**Work to be completed:**
Gather every line of the listing below that contains the word "each", treating uppercase and lowercase letters as different.

**Provided records:**
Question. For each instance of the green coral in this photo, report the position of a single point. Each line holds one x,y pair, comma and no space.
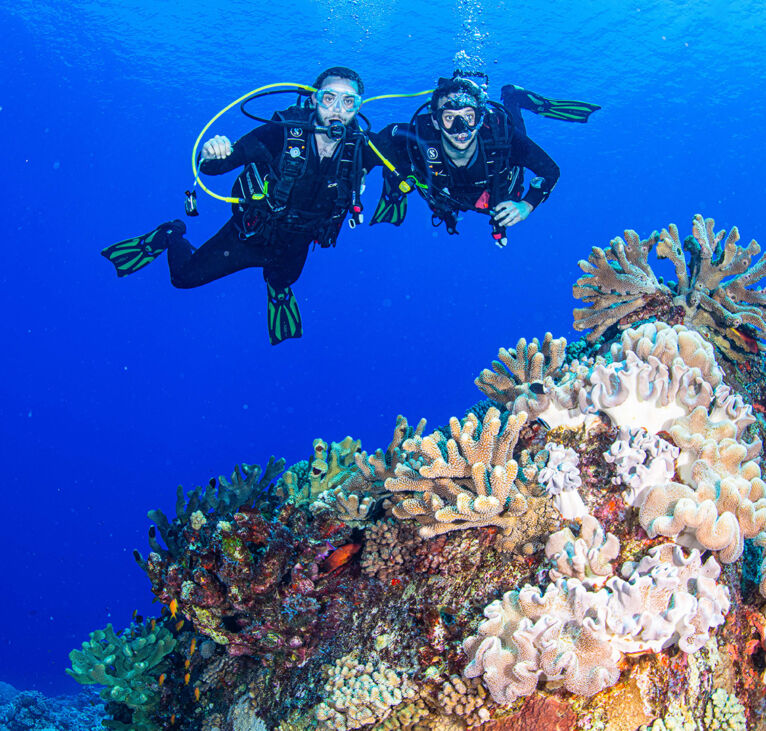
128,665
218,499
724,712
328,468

--

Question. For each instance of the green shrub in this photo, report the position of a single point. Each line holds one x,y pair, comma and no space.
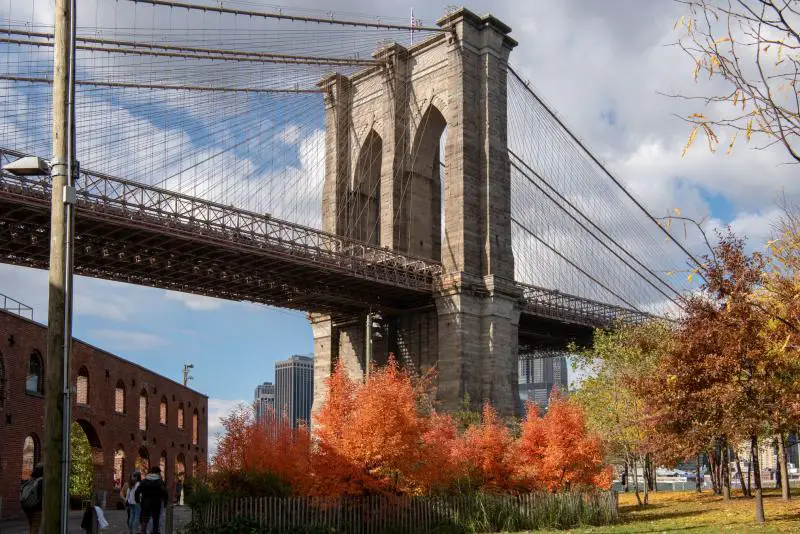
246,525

**Correct response:**
Question. For each instance of the green coral in this photo, report the position of a single point. Each line holds one x,y pair, comma and no space.
Question. For each instance of the green shrub in this photo, report the position of a single point. Each line holds one x,y pair, comma and no space.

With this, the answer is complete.